Region annotation items
____
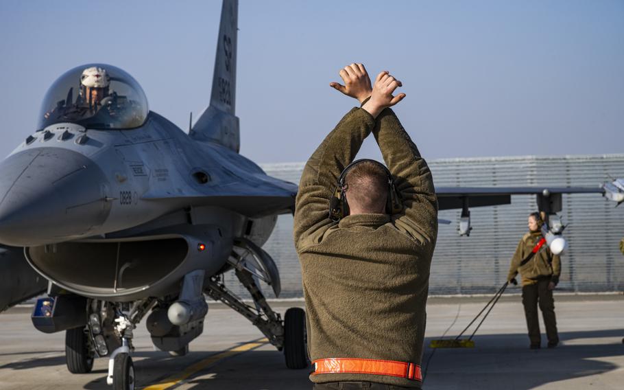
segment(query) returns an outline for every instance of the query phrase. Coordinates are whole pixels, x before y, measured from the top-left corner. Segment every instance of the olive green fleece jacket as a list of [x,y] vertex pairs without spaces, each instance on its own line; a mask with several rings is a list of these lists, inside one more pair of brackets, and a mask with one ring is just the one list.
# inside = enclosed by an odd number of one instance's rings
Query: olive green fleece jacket
[[[338,177],[371,132],[403,211],[333,222],[329,201]],[[296,205],[294,240],[312,360],[360,358],[420,365],[437,201],[429,168],[392,111],[384,110],[376,122],[361,108],[345,115],[306,164]],[[374,374],[312,374],[310,379],[421,385]]]
[[529,232],[522,238],[516,253],[512,257],[512,264],[509,266],[509,272],[507,279],[511,280],[516,277],[518,271],[522,275],[522,285],[529,286],[538,282],[538,279],[550,277],[551,280],[557,284],[559,283],[559,276],[561,275],[561,260],[557,255],[553,255],[550,249],[544,245],[532,259],[527,264],[520,266],[520,264],[530,253],[536,244],[542,238],[540,231]]

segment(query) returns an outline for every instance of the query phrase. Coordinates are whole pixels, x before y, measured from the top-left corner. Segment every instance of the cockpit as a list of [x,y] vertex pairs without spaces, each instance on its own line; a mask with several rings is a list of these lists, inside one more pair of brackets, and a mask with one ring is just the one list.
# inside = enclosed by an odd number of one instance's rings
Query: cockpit
[[147,99],[132,77],[105,64],[65,72],[43,99],[38,128],[70,122],[94,129],[131,129],[147,118]]

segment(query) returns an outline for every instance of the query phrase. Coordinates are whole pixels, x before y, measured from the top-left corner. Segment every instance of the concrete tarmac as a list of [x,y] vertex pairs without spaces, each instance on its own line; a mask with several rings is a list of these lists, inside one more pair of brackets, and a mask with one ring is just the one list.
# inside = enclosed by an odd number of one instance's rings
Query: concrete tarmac
[[[519,290],[512,290],[517,292]],[[488,297],[430,298],[425,343],[454,338]],[[555,293],[561,344],[529,349],[518,296],[503,297],[473,340],[471,349],[425,349],[423,388],[622,389],[624,383],[624,295],[564,296]],[[280,312],[302,302],[274,303]],[[31,308],[0,314],[0,389],[112,389],[108,359],[91,374],[73,375],[65,366],[64,333],[45,334],[30,321]],[[543,333],[543,323],[542,323]],[[400,331],[400,330],[397,330]],[[246,319],[221,305],[210,308],[204,334],[183,357],[155,352],[143,323],[135,331],[137,388],[147,390],[292,390],[311,389],[309,369],[290,370],[274,347]],[[545,347],[545,336],[542,338]],[[237,349],[238,347],[238,349]]]

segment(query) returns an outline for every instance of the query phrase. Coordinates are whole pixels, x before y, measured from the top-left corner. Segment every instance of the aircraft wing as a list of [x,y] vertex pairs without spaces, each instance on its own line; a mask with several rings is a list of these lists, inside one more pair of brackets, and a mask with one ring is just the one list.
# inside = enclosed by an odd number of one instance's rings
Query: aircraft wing
[[588,187],[441,187],[435,189],[440,210],[509,205],[512,195],[549,196],[562,194],[605,194],[602,186]]

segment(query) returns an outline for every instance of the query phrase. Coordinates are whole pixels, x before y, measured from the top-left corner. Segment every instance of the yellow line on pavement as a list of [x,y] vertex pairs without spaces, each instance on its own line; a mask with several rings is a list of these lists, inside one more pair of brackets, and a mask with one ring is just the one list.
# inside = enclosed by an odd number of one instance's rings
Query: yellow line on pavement
[[143,388],[143,390],[165,390],[165,389],[169,389],[172,386],[178,385],[180,382],[187,379],[191,375],[196,374],[203,369],[206,369],[207,367],[216,364],[219,360],[221,360],[226,358],[229,358],[239,354],[242,354],[243,352],[246,352],[248,351],[251,351],[261,347],[265,344],[267,343],[269,341],[267,339],[261,339],[260,340],[256,340],[255,341],[252,341],[250,343],[247,343],[246,344],[243,344],[242,345],[239,345],[238,347],[234,347],[230,348],[229,349],[226,349],[222,352],[219,352],[215,355],[209,356],[203,360],[200,360],[188,367],[186,369],[166,378],[163,380],[160,383],[156,385],[152,385],[147,387]]

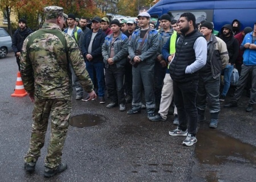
____
How many lines of the material above contain the word "tarmac"? State only the number.

2